- [WRITTEN PROBLEM]: Render all of the material below as a numbered list, one line per item. Omit the blank lines and the pictures.

[Location identification entries]
+ + + + +

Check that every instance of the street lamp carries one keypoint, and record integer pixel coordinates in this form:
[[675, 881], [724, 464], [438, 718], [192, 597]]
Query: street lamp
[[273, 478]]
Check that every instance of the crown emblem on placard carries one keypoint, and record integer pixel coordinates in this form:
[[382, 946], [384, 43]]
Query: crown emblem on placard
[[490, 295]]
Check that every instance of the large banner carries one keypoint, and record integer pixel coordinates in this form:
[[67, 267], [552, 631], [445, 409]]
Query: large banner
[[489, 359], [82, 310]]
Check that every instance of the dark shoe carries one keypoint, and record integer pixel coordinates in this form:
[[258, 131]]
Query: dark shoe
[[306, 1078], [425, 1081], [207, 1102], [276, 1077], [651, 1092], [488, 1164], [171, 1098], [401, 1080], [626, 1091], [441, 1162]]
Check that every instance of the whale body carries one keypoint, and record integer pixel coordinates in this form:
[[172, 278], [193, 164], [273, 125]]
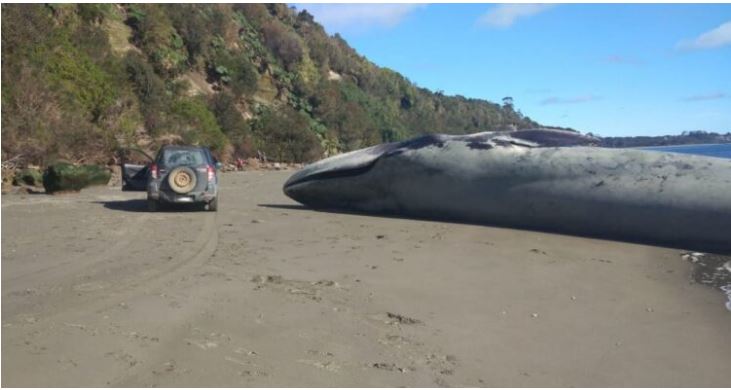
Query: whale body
[[535, 179]]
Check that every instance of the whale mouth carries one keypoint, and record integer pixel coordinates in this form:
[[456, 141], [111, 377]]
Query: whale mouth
[[344, 165], [330, 174]]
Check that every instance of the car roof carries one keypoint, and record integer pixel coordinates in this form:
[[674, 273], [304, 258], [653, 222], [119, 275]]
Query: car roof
[[183, 147]]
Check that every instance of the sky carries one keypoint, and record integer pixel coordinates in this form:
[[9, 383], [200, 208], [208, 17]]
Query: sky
[[609, 69]]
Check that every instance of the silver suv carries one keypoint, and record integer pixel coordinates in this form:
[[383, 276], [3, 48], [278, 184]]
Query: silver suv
[[179, 174]]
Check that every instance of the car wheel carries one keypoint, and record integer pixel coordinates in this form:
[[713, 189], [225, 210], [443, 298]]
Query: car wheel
[[153, 205], [213, 205]]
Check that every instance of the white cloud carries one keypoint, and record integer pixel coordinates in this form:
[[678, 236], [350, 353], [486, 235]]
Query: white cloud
[[704, 97], [359, 17], [505, 15], [718, 37], [571, 100]]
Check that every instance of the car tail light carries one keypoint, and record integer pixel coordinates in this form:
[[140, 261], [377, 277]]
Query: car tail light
[[211, 173], [154, 172]]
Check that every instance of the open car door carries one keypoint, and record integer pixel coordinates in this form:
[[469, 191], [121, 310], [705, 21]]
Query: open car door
[[135, 169]]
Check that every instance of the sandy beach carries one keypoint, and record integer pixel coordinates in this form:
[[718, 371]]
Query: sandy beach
[[96, 291]]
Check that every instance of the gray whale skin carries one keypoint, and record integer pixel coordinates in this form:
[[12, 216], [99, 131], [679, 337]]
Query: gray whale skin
[[534, 179]]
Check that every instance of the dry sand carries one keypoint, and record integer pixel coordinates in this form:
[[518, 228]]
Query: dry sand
[[98, 292]]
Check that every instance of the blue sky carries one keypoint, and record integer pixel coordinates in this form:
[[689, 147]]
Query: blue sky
[[610, 69]]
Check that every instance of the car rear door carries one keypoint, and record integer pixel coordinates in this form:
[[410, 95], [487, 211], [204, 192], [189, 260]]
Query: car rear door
[[135, 169]]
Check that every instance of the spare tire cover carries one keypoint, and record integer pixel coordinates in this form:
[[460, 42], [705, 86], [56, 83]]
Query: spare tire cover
[[182, 180]]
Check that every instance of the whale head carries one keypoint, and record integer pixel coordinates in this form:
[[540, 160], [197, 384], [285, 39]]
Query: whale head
[[347, 180]]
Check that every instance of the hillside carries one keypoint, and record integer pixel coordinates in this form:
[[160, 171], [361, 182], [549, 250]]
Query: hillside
[[79, 81], [686, 138]]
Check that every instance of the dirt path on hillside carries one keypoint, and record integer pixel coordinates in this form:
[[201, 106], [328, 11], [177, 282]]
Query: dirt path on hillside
[[98, 292]]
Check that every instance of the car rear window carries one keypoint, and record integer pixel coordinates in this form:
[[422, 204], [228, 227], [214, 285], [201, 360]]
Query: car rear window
[[173, 158]]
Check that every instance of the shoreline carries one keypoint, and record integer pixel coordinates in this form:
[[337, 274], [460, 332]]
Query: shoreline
[[268, 293]]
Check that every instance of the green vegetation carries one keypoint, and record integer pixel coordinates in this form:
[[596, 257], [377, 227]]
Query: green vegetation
[[79, 81], [63, 176]]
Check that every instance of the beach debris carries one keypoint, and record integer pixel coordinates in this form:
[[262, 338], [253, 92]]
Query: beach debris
[[401, 319], [727, 290], [274, 279], [389, 367]]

+ + + + +

- [THE SOLUTION]:
1. Check that every instance of the street lamp carries one keypoint, and record integer pixel coordinates in this form:
2. [[675, 881], [724, 464], [438, 718], [192, 597]]
3. Query: street lamp
4. [[273, 478]]
5. Check that every instance of the crown emblem on placard carries one keypoint, and record integer pixel coordinates in this form:
6. [[382, 946], [384, 43]]
7. Query: crown emblem on placard
8. [[490, 295]]
9. Check that every instance of the large banner carries one keypoint, and record integer pixel coordinates in this form:
10. [[67, 267], [552, 631], [445, 409]]
11. Query: large banner
12. [[489, 359], [82, 310]]
13. Check that every instance of the dark shoe carries one keypoint, and record integer pixel coordinates in this form:
14. [[258, 131]]
15. Query: dark shoe
16. [[306, 1078], [425, 1081], [207, 1102], [276, 1077], [651, 1092], [488, 1164], [171, 1098], [401, 1080], [626, 1091], [441, 1162]]
17. Check that every instance of the whale body carries one keypoint, and record integer pixel coordinates in this form:
18. [[172, 278], [193, 164], [273, 125]]
19. Query: whale body
20. [[535, 179]]
21. Check that every instance of the whale mouth carries one keypoint, and record integer pixel coordinates in this form:
22. [[456, 141], [111, 377]]
23. Query: whale mouth
24. [[344, 165], [330, 174]]
25. Check that every instance of the car roof carries one keypoint, and record integer pixel coordinates in this form:
26. [[674, 273], [304, 258], [653, 222], [119, 275]]
27. Query: car roof
28. [[183, 147]]
29. Check that every instance of the sky carries one keypoint, and record integer pixel coordinates in this form:
30. [[9, 383], [200, 208], [208, 17]]
31. Query: sky
32. [[609, 69]]
33. Check that every instance of the silver suv carries one keypoint, and record integer pixel coordinates in this form:
34. [[383, 276], [3, 48], [278, 184]]
35. Query: silver suv
36. [[179, 174]]
37. Check that every instance of the car wheel carries one keypoint, and record integer pixel coordinates in this form:
38. [[713, 189], [225, 210], [443, 298]]
39. Query: car wheel
40. [[153, 205], [213, 205]]
41. Check that every instance of the white cloud carries one keypoint, and record integer pixel coordinates in this form:
42. [[678, 236], [350, 353], [486, 235]]
43. Query: white cloud
44. [[704, 97], [359, 17], [505, 15], [718, 37], [571, 100]]
45. Check that every instance of the car tail light carries one keypoint, and record integer pixel coordinates in this form:
46. [[140, 261], [377, 277]]
47. Query: car tail light
48. [[211, 173], [154, 172]]
49. Check that every instance of the open car door carries one keypoint, and record integer pixel coordinates in this form:
50. [[469, 191], [121, 310], [705, 21]]
51. Query: open car door
52. [[135, 169]]
53. Check that every instance of the sandy beach carries one keypoint, and record integer pixel coordinates in this form:
54. [[718, 371]]
55. Query: sandy beach
56. [[96, 291]]
57. Check that every instance of the gray whale skin carries one keypoint, and record integer pixel coordinates in this form:
58. [[12, 216], [99, 131], [679, 337]]
59. Query: gray whale skin
60. [[534, 179]]
61. Check that every instance of the dry sand carries one keypoint, and record integer pixel coordinates in this form:
62. [[518, 228]]
63. Query: dry sand
64. [[98, 292]]
65. Check that every instance of the blue sky carries one keypoint, and record integer pixel coordinates in this form:
66. [[689, 147]]
67. Query: blue sky
68. [[610, 69]]
69. Check that every instance of the car rear door carries one keypoint, and record integer pixel coordinates in this form:
70. [[410, 95], [487, 211], [204, 192], [189, 260]]
71. Query: car rear door
72. [[135, 169]]
73. Check that every instance of the spare tire cover carries one keypoint, and record integer pixel coordinates in this form:
74. [[460, 42], [705, 86], [56, 83]]
75. Query: spare tire cover
76. [[182, 180]]
77. Check that every instance of the whale head carries one keypoint, and record integer pixel coordinates in this form:
78. [[540, 160], [197, 384], [285, 39]]
79. Query: whale head
80. [[347, 180]]
81. Check that every instance of the hillside carries one keypoint, and record integer pixel coordinates in this form:
82. [[160, 171], [361, 182], [549, 250]]
83. Query: hillside
84. [[79, 81], [686, 138]]
85. Check that every instance of the dirt path on hillside carries one keypoint, and record integer pixel coordinates in this form:
86. [[201, 106], [328, 11], [177, 282]]
87. Query: dirt path on hillside
88. [[98, 292]]
89. Check that every instance of the car rear window carries one keypoint, and record integer pixel coordinates in this form:
90. [[422, 204], [228, 227], [214, 285], [201, 360]]
91. Query: car rear window
92. [[173, 158]]
93. Check that every instance of the shoreline carries one keypoint, and record integer pixel coordinates in this form:
94. [[337, 274], [460, 332]]
95. Query: shoreline
96. [[268, 293]]
97. Check that every instance of the green vegetation carries one keypoint, and record integer pixel coordinates in this form:
98. [[596, 257], [377, 227]]
99. Query: green vegetation
100. [[79, 81], [63, 176]]
101. Check that every instance of the beach debris carries one keypoint, and record integer pixel coordinates in this form:
102. [[262, 338], [253, 92]]
103. Query: beach debris
104. [[401, 319], [727, 290], [274, 279], [389, 367]]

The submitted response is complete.